--- START The input ---
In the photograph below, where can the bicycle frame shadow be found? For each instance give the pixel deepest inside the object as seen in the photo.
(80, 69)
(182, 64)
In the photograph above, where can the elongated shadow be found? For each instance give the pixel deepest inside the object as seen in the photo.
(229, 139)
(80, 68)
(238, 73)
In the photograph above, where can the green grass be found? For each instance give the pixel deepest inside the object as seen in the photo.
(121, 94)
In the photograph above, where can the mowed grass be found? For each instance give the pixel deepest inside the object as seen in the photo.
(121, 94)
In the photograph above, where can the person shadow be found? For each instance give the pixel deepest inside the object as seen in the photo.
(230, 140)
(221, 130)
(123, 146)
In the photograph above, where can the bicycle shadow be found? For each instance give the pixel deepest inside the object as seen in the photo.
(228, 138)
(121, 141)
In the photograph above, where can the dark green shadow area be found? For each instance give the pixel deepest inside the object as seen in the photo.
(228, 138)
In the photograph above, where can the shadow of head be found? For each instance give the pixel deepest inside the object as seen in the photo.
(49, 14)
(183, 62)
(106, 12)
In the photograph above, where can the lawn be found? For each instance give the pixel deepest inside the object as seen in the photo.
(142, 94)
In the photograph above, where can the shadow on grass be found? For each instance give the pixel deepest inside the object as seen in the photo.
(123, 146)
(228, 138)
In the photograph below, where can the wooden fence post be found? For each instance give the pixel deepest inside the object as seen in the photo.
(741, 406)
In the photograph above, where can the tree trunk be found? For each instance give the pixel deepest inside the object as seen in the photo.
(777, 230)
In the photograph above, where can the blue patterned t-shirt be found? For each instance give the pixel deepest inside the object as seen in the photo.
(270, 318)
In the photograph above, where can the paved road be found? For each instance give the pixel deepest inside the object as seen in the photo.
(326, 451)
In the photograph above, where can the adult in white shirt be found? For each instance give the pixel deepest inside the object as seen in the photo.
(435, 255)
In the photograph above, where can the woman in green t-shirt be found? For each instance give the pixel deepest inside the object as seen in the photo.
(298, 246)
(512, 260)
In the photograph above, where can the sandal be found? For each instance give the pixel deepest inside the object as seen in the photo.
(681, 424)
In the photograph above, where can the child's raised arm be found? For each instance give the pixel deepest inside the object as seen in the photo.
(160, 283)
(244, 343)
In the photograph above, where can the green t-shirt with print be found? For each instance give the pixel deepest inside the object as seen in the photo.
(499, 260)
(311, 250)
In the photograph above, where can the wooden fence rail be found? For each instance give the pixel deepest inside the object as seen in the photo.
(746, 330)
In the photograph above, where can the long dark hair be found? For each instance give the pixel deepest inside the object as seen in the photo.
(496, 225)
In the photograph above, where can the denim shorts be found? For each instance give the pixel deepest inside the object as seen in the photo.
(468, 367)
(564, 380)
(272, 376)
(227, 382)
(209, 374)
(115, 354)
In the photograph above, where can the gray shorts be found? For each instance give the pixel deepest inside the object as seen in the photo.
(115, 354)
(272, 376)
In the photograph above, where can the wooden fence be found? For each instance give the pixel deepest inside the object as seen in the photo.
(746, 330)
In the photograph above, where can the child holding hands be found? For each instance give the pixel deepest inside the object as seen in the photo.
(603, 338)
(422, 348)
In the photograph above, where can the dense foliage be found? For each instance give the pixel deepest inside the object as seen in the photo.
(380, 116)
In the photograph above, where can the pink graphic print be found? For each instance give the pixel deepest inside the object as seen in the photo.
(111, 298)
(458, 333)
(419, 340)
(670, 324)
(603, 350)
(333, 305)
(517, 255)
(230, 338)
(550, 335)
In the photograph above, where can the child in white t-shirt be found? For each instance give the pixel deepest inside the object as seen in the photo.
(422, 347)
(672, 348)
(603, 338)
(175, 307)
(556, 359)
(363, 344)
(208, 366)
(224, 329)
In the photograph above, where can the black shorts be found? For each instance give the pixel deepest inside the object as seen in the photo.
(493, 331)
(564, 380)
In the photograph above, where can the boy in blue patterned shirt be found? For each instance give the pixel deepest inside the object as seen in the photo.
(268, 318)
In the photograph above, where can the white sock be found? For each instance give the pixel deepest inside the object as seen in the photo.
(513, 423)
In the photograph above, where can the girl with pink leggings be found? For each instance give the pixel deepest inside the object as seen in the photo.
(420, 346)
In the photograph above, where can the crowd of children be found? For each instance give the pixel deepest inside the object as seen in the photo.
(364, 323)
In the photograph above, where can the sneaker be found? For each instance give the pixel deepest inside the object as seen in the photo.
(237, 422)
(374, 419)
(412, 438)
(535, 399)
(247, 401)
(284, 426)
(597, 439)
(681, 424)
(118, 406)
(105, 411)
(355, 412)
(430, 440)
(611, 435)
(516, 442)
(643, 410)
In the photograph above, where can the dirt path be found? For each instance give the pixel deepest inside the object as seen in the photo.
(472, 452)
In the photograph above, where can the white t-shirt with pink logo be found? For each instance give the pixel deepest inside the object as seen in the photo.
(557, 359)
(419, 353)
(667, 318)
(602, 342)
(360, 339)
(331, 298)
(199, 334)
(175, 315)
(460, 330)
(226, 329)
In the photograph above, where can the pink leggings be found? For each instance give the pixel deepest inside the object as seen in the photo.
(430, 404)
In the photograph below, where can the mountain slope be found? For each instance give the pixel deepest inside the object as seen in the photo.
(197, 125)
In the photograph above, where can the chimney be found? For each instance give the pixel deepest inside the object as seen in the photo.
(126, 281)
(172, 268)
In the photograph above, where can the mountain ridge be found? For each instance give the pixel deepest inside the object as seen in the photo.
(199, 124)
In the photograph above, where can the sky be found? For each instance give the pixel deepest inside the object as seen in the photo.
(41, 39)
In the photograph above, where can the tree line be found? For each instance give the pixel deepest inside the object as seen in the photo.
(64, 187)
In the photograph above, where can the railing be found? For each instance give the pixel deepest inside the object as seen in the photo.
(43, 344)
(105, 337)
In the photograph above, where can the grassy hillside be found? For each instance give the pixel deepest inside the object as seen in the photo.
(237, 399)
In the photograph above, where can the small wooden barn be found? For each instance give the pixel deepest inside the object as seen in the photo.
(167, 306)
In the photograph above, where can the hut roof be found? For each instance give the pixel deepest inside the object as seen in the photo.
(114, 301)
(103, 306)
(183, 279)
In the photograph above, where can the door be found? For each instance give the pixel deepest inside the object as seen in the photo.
--- END The input ---
• **Task prompt**
Copy out the full listing above word for word.

• **Answer for the task**
In the photograph below, where can the bicycle frame shadow be found? For each instance give the pixel deepest inside the object as seen in the photo.
(80, 69)
(182, 64)
In the photograph above, where can the elongated shadow be found? For each instance give the pixel deepest inside the object as seen in the photo.
(229, 139)
(80, 68)
(238, 73)
In the photograph above, where can the green grass be found? For each instance give the pixel deepest inside the object as seen in the photo.
(121, 94)
In the photograph above, where can the mowed grass be found? For each instance give the pixel deepest inside the object as seen in the photo.
(121, 94)
In the photograph above, where can the person shadow be found? For each instance give the pixel deepest inside the object as seen in the photo.
(230, 140)
(221, 130)
(123, 146)
In the photograph above, where can the bicycle shadow be found? For each instance give the pixel deepest inside the object as seen in the photo.
(228, 138)
(121, 141)
In the photograph above, where can the dark green shadow area be found? For each instance give the pixel deepest inside the object as seen in the photo.
(228, 138)
In the photograph above, where can the shadow of head be found? For each instance give the pixel deepest inside the object as seen in the photo.
(49, 14)
(183, 62)
(106, 12)
In the photograph above, where can the lawn be found? For each instance give the pixel deepest inside the object as seen in the photo.
(142, 94)
In the photograph above, where can the shadow on grass be found? For each instance give the pixel deepest inside the object as seen in the photo.
(123, 146)
(228, 138)
In the photograph below, where can the wooden fence post be found? For each instance give the pixel deepest inside the object as seen in the photo.
(741, 406)
In the photograph above, where can the tree trunk be found? For each instance give the pixel deepest inside the object as seen in the photo.
(777, 230)
In the photograph above, where can the blue patterned t-shirt be found? For each instance give the pixel deepest inside the object as seen in the photo.
(270, 318)
In the photograph above, where can the paved road be found? For each instance give the pixel deepest inside the object as seen in the photo.
(326, 451)
In the photograph above, where can the adult in white shirt be found? For each instance give the pixel deepest inside the object as seen in the photo.
(435, 255)
In the photograph above, where can the woman in green t-shirt be found? For each instance give the pixel deepest inside the object as seen in the photo.
(298, 246)
(512, 260)
In the photograph above, where can the sandal be found? For each instance give the pixel deepest inside the object as seen in the photo.
(681, 424)
In the photograph above, where can the child's raised arm be found? For each instance give the pixel deepest inside the object as seen in the photo.
(160, 283)
(244, 343)
In the photograph above, where can the green t-shirt with print be found? For each instance give the pixel deepest inside the object as seen in the photo.
(499, 260)
(311, 250)
In the photograph above, where can the wooden fence rail be found? For each instance give the pixel deepest inside the object as seen in the photo.
(746, 330)
In the photograph above, where can the long dark hair be found? For each instance give the pixel deepest inside the object as seen in the photo.
(496, 225)
In the photograph above, where can the denim shorts be found? For each instance give the pixel deepest inside the object as seen in the photo.
(468, 367)
(564, 380)
(272, 376)
(227, 382)
(209, 374)
(115, 354)
In the photograph above, where can the gray shorts be found? For each instance give the pixel deepest inside the object as seen in the photo.
(115, 354)
(272, 376)
In the photograph above, where can the wooden fence be found? For each instance give the pixel deepest inside the object as seen in the photo.
(746, 330)
In the photograph above, where can the child holding hands be found? For each instance give the pixel deepest inside the object as seen in the photo.
(603, 338)
(422, 348)
In the photograph above, where can the dense foliage be found? For each instance give the pixel deepest inside the object as seen in the photo.
(380, 116)
In the photograph above, where can the pink graphic print be found? For each instance give the pixel deepest inside the object as seen in the photo.
(111, 298)
(458, 333)
(419, 340)
(670, 324)
(603, 350)
(333, 305)
(517, 255)
(230, 338)
(550, 335)
In the photograph above, where can the child in white t-shirt be found? For each instance give the pixel deepest inside the object as seen in the photo.
(422, 347)
(672, 348)
(603, 338)
(175, 307)
(556, 359)
(363, 344)
(208, 366)
(224, 329)
In the photograph above, where can the black shorts be found? For each instance give the pixel deepest inside the object as seen in the photo.
(493, 331)
(564, 380)
In the photograph above, where can the boy in blue patterned shirt be found? For each instance give the pixel deepest inside the object as seen in the photo.
(268, 318)
In the photograph above, where can the white sock be found? For each instance give the pixel deepest inside the object as seen in the photo.
(513, 423)
In the photograph above, where can the girl with pink leggings be found? For each instance give the pixel deepest inside the object as seen in the photo.
(420, 346)
In the photograph above, where can the crowd of children be found? For each instance give the pixel deepest inside the object as seen in the photo.
(364, 323)
In the photograph above, where can the sneaker be found? For each instance give the pixel deepest inside the object as seen in the photo.
(237, 422)
(374, 419)
(412, 438)
(535, 399)
(247, 401)
(284, 426)
(597, 439)
(681, 424)
(118, 406)
(105, 411)
(355, 412)
(430, 440)
(611, 435)
(516, 442)
(643, 410)
In the photograph above, where can the dirt path be found? For each instance give the pixel deepest inside the object as seen in the photo.
(472, 452)
In the photograph above, where can the white t-shirt with pink logo be found? For each instance give the pixel deepest inside the object as seen in the photo.
(557, 359)
(419, 353)
(667, 318)
(602, 342)
(360, 339)
(331, 298)
(199, 334)
(175, 315)
(460, 330)
(226, 329)
In the photograph above, where can the pink leggings be found? For each instance give the pixel deepest inside the object as seen in the photo.
(430, 404)
In the photograph below, where can the mountain slope be found? For each instance give the pixel deepest inside the object as seen in the photo.
(197, 125)
In the photograph above, where can the chimney be found? For each instance give the pixel deepest inside the object as seen in the photo.
(126, 281)
(172, 268)
In the photograph above, where can the mountain ridge be found? For each instance give the pixel deepest inside the object as seen in the photo.
(199, 124)
In the photograph above, where can the sky be found? For each instance give the pixel deepest inside the object as seen in the photo.
(41, 39)
In the photograph above, where can the tree line be found? For each instance give the pixel deepest inside the object as seen in the photo.
(64, 187)
In the photograph above, where can the railing be found? For each instance give the pixel deepest inside the object as seen in the photo.
(43, 344)
(105, 337)
In the photograph above, where can the grassy hillside be found? For each instance give the pixel deepest inside the object as seen in the photo.
(237, 399)
In the photograph above, where can the small wooden barn be found? For each instance give the pixel deepest inside the object as seen in the photo.
(167, 306)
In the photograph above, where can the hut roof be found? For each instance give the pixel deepest inside the object as seen in the photo.
(114, 301)
(103, 306)
(183, 279)
In the photograph above, where can the door be found? For each instance give the pixel deepest inside the object as seen in the photo.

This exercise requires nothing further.